:: Things to do ::
A - Translate this sentence from the verbena oil thread into Spanish: "My favorite Lemon Verbena is from Rustic Escentuals."
B - In the verbena oil thread, what can you get basil without, according to Saponista?
C - Pick up the verbena oil forum thread after its last line and keep it going.

:: Excerpt provided ::
.....

Under prohibited, under verbena oil

Is there a reason the e.o is prohibited? What is your favorite source for a verbena f.o?


----------



## shunt2011 (Apr 10, 2017)

My favorite Lemon Verbena is from Rustic Escentuals.  One of my favorites as well.


----------



## Saponista (Apr 10, 2017)

Can you get verbena that has had whatever the ifra don't like removed? Like you can get basil without the methyl eugenol?


----------



## mikvahnrose (Apr 10, 2017)

I guess so, I don't know what's in it that ifra doesn't want. I would have to check but ifra is a horribly complicated website to navigate. And on top of that idk if manufacturers even specify if their product has that bad component taken out


----------



## Zany_in_CO (Apr 10, 2017)

mikvahnrose said:


> I would have to check but ifra is a horribly complicated website to navigate.

.....

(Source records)
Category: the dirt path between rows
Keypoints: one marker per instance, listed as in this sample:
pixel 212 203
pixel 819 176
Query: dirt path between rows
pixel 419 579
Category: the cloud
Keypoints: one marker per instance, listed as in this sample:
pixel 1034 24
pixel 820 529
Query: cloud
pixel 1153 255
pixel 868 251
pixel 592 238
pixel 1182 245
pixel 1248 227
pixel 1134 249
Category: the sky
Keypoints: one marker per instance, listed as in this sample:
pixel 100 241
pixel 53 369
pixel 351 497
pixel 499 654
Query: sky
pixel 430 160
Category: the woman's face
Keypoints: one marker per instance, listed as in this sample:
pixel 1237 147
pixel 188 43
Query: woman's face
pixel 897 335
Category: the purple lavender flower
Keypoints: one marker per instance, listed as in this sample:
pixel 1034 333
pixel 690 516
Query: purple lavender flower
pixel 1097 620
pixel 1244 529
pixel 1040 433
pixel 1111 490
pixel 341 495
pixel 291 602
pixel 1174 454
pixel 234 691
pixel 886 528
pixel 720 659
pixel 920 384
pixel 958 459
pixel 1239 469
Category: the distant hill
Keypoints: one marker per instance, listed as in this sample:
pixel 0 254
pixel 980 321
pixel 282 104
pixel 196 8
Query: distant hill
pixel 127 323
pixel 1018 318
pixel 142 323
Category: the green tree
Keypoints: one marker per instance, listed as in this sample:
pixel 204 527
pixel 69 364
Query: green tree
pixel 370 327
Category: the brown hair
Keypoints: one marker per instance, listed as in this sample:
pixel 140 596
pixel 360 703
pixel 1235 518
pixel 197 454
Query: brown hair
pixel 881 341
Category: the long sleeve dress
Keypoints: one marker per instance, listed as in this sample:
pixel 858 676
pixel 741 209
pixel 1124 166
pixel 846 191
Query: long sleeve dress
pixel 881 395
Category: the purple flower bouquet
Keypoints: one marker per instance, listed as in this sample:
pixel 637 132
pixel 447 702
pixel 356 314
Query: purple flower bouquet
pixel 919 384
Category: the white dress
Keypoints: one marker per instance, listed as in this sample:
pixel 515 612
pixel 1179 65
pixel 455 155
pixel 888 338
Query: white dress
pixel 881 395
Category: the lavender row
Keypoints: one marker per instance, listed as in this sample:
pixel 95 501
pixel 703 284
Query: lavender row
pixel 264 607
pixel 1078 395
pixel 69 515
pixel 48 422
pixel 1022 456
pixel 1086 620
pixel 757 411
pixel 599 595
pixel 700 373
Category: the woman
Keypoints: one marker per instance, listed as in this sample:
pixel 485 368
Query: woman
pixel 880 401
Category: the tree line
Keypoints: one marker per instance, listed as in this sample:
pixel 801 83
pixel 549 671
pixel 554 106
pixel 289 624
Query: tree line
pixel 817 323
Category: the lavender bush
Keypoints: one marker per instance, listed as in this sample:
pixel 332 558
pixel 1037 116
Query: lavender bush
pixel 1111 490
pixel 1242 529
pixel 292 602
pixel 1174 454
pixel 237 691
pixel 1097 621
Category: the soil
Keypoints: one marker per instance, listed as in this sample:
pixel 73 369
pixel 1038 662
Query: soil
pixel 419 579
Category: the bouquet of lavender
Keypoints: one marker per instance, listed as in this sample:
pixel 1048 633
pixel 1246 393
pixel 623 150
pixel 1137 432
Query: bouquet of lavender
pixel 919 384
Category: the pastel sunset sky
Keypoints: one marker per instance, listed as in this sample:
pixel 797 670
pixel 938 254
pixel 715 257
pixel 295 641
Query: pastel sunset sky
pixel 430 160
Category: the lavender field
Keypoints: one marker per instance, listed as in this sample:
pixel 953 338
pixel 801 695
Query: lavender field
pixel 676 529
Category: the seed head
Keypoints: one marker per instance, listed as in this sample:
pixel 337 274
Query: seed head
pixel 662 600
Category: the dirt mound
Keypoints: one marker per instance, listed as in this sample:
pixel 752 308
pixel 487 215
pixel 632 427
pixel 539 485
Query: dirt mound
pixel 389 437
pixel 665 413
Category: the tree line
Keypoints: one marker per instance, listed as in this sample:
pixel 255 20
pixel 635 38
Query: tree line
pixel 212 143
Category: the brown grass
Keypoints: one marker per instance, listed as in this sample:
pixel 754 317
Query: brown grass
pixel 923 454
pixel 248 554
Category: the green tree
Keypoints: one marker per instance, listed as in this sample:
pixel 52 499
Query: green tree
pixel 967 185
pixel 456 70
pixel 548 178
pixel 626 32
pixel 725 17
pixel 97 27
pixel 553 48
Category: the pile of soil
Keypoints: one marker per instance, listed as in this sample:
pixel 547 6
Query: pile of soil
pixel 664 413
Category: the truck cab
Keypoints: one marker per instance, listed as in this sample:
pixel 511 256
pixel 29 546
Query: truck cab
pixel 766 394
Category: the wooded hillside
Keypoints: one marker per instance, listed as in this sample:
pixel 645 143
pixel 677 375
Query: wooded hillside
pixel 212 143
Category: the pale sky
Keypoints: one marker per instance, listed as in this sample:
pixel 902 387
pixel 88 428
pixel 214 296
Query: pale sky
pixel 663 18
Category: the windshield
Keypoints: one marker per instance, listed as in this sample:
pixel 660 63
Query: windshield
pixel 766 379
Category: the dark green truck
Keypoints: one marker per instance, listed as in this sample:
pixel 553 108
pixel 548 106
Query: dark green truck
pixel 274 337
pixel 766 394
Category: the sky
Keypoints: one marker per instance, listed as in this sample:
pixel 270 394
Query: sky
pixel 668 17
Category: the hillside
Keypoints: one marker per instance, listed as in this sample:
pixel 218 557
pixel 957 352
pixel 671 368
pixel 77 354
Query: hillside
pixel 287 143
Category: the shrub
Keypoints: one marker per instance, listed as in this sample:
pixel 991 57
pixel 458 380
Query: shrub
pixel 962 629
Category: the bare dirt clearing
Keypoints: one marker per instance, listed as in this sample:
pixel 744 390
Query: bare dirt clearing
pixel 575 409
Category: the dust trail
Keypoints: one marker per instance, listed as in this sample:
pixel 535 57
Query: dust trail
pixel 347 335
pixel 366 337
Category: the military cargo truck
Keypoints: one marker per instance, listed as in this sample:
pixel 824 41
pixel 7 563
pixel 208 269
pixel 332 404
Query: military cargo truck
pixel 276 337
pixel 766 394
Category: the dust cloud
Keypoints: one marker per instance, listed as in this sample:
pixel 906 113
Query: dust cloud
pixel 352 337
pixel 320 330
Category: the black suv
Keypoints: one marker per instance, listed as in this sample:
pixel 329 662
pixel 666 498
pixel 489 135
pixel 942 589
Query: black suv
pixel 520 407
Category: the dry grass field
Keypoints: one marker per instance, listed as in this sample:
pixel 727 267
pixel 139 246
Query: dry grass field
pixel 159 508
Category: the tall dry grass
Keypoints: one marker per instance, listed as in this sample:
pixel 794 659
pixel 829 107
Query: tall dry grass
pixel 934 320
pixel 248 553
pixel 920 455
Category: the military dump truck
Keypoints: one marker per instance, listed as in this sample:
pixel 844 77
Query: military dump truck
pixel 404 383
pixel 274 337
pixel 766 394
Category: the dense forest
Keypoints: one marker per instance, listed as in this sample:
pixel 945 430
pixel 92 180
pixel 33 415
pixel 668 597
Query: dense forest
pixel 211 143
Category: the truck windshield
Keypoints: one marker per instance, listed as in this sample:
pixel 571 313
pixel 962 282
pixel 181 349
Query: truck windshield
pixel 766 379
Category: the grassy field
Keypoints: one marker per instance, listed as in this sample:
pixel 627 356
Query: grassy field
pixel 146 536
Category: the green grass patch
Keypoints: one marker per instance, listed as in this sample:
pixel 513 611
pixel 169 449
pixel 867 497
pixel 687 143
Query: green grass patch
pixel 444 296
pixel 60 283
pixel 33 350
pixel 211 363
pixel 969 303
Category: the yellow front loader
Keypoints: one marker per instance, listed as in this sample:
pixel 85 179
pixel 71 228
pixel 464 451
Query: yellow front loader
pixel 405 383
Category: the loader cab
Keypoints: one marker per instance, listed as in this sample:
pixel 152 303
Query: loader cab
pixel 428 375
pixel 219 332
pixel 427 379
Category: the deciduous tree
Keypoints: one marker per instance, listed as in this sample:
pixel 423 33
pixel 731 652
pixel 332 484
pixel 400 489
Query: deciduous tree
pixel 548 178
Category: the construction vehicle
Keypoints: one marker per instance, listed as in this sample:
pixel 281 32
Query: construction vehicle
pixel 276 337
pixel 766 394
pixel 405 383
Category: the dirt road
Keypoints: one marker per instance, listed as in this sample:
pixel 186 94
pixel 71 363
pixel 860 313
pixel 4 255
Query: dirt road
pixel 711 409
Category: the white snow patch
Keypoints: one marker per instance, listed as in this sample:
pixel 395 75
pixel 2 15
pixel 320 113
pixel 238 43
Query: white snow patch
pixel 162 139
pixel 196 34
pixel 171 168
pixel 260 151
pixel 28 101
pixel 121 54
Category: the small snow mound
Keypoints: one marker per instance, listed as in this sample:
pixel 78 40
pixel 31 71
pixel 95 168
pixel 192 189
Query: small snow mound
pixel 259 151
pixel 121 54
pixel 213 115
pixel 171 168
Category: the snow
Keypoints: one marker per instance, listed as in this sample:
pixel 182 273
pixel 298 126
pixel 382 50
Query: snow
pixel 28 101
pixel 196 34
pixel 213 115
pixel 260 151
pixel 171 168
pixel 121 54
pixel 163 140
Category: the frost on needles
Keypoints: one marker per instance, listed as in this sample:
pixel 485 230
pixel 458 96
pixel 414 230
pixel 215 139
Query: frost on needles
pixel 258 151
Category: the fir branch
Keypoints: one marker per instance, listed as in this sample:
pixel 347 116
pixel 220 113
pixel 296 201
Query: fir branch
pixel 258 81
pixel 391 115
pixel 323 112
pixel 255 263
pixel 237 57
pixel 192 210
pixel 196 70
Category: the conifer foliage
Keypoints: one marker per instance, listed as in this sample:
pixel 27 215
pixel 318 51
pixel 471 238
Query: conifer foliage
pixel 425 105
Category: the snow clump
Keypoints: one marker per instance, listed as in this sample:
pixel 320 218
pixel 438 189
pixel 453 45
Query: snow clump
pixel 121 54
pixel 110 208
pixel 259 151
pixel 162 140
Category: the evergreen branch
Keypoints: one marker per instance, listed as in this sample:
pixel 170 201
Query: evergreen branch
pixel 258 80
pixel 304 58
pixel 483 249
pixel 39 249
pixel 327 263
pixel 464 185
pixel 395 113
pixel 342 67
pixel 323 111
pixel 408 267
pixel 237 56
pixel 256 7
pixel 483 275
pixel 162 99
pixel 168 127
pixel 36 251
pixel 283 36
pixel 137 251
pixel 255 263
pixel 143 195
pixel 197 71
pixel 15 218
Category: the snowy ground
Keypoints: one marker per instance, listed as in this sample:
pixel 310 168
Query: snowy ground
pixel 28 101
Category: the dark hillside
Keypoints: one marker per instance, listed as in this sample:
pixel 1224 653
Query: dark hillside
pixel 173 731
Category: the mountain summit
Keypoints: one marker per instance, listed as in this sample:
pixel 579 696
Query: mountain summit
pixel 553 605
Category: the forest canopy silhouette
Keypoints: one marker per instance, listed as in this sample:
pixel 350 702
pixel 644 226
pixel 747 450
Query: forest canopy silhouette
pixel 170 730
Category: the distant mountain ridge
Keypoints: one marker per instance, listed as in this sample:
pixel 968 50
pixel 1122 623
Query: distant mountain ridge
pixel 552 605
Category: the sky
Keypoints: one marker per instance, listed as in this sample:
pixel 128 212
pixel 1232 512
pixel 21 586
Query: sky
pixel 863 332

.....

:: Per-task answers ::
A - Mi verbena de limón favorita es la de Rustic Escentuals.

B - Methyl eugenol.

C -
Thank you for posting that link, mikvahnrose. I had problems "naviguessing" the site as well. So I went over to Esoteric Oils' IFRA info and found this. Under "Precautions" it says that Lemon Verbena is phototoxic and may be sensitizing. Here's a link.

http://essentialoils.co.za/essential-oils/lemon-verbena.htm#Precautions

ETA: Here is another source for info on Lemon Verbena... Dr. Mercola.  He suggests a combo of *lemongrass* and *lemon balm* in lieu of the pricey lemon verbena.  I sometimes forget that others are using our soapy ingredients for aromatherapy, homopathic remedies and ingesting them for all sorts of ailments... 

http://articles.mercola.com/herbal-oils/lemon-verbena-oil.aspx   :bunny:


----------



## earlene (Apr 10, 2017)

It is banned as a sensitizer & phototoxicity.  See the note when you highlight the Verbena oil line on the aforementioned link.  I don't think either of those properties can be removed.


----------



## IrishLass (Apr 10, 2017)

I just looked it up in my recently purchased "Essential Oil Safety" book by the highly esteemed Robert Tisserand/Rodney Young (considered the PDF of the EO world). They recommend a dermal maximum of .9% Verbena EO to avoid sensitization.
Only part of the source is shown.